◆ TASK BRIEF ◆
In the material from the line with "Mark a point on each instance of the bush" through the end, substitute "dinner plate" for "white plate" and give only those lines again, with everything else unchanged and the pictures left out.

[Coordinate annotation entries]

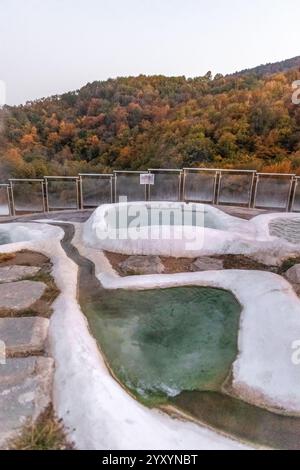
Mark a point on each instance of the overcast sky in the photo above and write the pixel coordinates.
(52, 46)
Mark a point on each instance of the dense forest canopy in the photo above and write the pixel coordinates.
(240, 121)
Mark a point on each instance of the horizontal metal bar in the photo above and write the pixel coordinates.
(287, 175)
(134, 172)
(61, 177)
(104, 175)
(26, 180)
(201, 169)
(157, 170)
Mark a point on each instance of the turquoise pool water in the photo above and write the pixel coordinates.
(161, 342)
(143, 216)
(4, 238)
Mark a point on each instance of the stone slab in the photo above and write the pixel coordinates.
(17, 296)
(24, 335)
(16, 273)
(207, 264)
(293, 274)
(142, 265)
(25, 393)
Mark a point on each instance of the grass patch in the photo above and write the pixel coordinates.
(4, 257)
(287, 264)
(46, 434)
(52, 291)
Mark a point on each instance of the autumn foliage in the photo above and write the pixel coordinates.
(243, 121)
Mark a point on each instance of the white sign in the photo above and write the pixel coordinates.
(147, 178)
(2, 93)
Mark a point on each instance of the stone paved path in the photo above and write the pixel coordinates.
(20, 295)
(26, 374)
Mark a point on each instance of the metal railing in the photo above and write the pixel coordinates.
(62, 193)
(242, 188)
(167, 185)
(127, 184)
(95, 189)
(5, 205)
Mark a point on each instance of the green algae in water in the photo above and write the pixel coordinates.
(161, 342)
(4, 238)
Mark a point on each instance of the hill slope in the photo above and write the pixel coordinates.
(245, 121)
(272, 68)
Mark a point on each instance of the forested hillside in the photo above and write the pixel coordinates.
(243, 121)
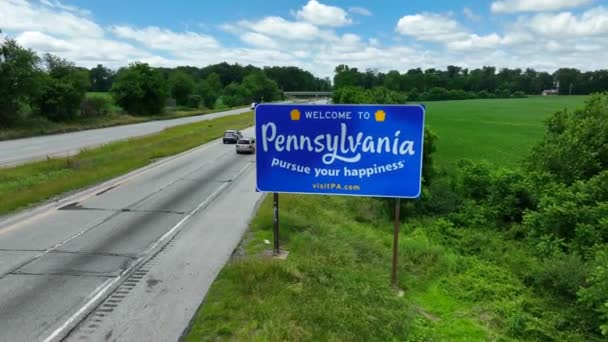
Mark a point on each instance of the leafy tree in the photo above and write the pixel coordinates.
(209, 89)
(101, 78)
(392, 80)
(182, 86)
(19, 79)
(260, 87)
(575, 146)
(236, 94)
(140, 90)
(63, 89)
(347, 77)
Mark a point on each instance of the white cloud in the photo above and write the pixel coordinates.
(57, 4)
(590, 23)
(512, 6)
(319, 14)
(259, 40)
(475, 41)
(21, 15)
(431, 27)
(544, 41)
(470, 14)
(164, 39)
(360, 11)
(279, 27)
(84, 51)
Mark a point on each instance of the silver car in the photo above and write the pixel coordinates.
(245, 145)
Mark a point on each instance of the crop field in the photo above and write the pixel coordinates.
(459, 284)
(501, 130)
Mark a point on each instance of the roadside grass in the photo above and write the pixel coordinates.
(498, 130)
(36, 126)
(460, 284)
(28, 184)
(335, 284)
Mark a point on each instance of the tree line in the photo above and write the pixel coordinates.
(461, 83)
(53, 88)
(554, 206)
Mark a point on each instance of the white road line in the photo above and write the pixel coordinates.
(104, 289)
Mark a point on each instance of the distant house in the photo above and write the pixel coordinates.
(549, 92)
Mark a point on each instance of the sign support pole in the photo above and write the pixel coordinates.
(396, 241)
(275, 230)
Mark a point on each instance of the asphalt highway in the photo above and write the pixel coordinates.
(130, 261)
(14, 152)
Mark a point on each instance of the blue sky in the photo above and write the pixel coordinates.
(316, 35)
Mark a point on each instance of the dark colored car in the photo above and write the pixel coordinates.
(245, 145)
(231, 136)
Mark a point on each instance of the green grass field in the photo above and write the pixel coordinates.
(335, 283)
(500, 131)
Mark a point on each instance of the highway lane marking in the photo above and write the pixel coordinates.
(94, 142)
(87, 193)
(103, 290)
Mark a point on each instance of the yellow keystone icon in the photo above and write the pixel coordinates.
(380, 115)
(295, 115)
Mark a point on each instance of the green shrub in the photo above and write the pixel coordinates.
(95, 106)
(140, 90)
(194, 101)
(575, 146)
(563, 274)
(594, 296)
(519, 94)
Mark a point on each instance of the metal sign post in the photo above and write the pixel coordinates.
(367, 150)
(275, 229)
(396, 241)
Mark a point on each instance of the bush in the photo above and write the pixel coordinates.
(182, 86)
(60, 100)
(95, 106)
(194, 101)
(19, 78)
(594, 296)
(140, 90)
(519, 94)
(63, 90)
(561, 273)
(575, 146)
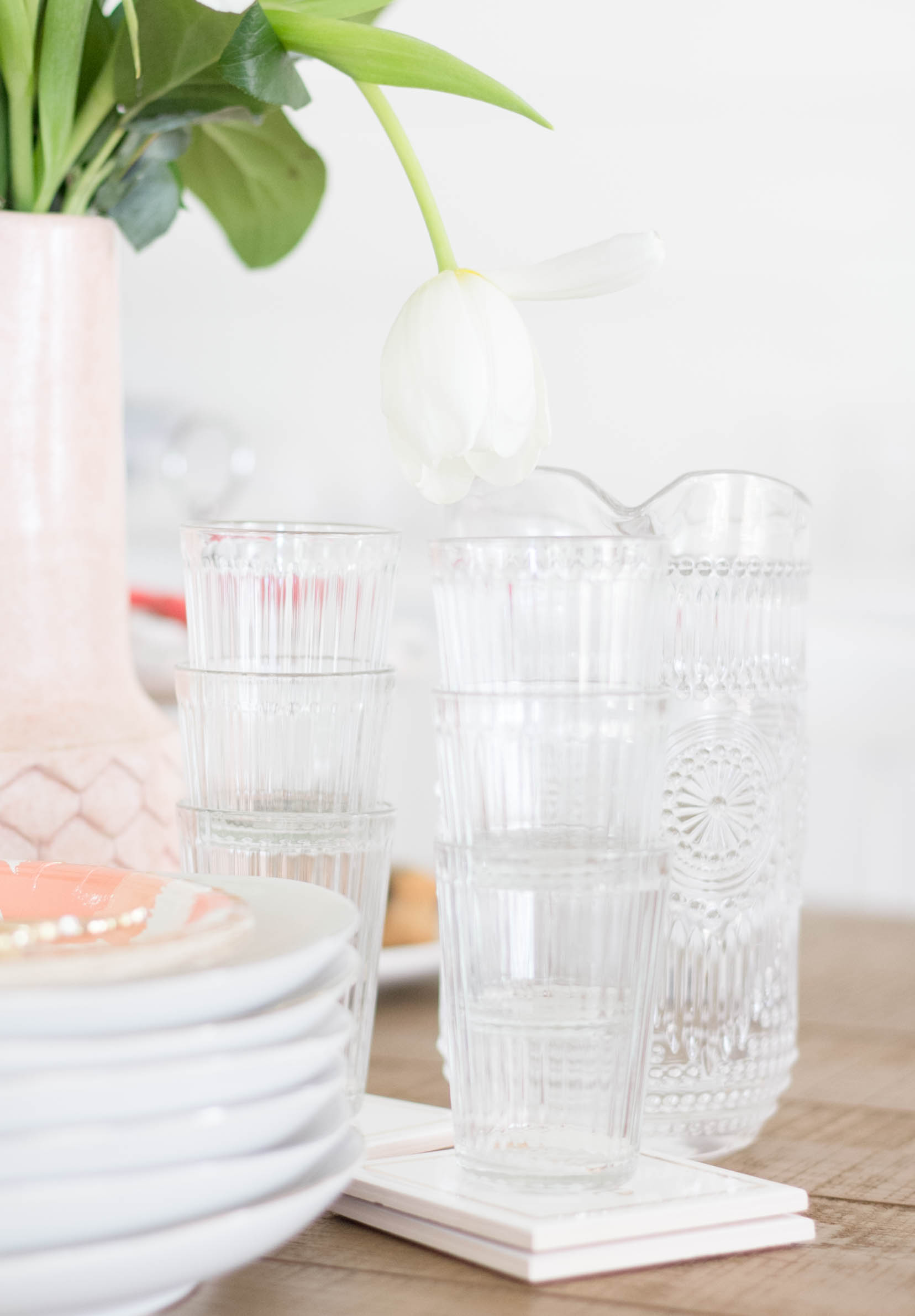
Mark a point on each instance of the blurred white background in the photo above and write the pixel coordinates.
(771, 146)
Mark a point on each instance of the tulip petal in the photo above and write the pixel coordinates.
(448, 482)
(591, 271)
(434, 389)
(511, 366)
(513, 470)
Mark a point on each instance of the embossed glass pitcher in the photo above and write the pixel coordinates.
(734, 803)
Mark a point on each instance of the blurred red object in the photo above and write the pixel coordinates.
(161, 605)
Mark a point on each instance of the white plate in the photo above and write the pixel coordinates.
(91, 924)
(54, 1098)
(65, 1213)
(399, 965)
(299, 930)
(296, 1016)
(103, 1278)
(216, 1131)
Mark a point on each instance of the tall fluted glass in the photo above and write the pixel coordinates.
(551, 892)
(579, 610)
(734, 804)
(734, 809)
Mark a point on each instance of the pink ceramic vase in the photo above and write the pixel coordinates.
(88, 765)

◆ OUTPUT FOR THIS TASK ◆
Mark a point on each instance of the bush in the photo above and write the pixel coordinates.
(182, 86)
(60, 100)
(95, 106)
(194, 101)
(19, 78)
(594, 296)
(140, 90)
(519, 94)
(63, 90)
(561, 273)
(575, 146)
Mark a point on each instance of the blurred white background in the photo above and write the pixel coordinates.
(771, 146)
Mark a point on each instance of the tulip petal in the photo above and write the pixel coordinates.
(448, 482)
(591, 271)
(434, 389)
(511, 366)
(513, 470)
Mark a point on each instance of the embossed glass pitcher in the photo above and write the pixel coordinates.
(734, 803)
Mark a point on each instance of the blurred red object in the photo above and write the pixel coordinates.
(161, 605)
Mark a point on each instance of the dinner plate in the photo above and write the pixel coordinates.
(91, 924)
(54, 1098)
(65, 1213)
(399, 965)
(299, 930)
(296, 1016)
(103, 1278)
(216, 1131)
Mark a point on each instance of the tall fluted glass in the photo above and write the pixel coordinates.
(551, 892)
(579, 610)
(734, 804)
(734, 809)
Mark a point on each instance of the pink ceramic vase in the photo above and write the pixel coordinates.
(88, 765)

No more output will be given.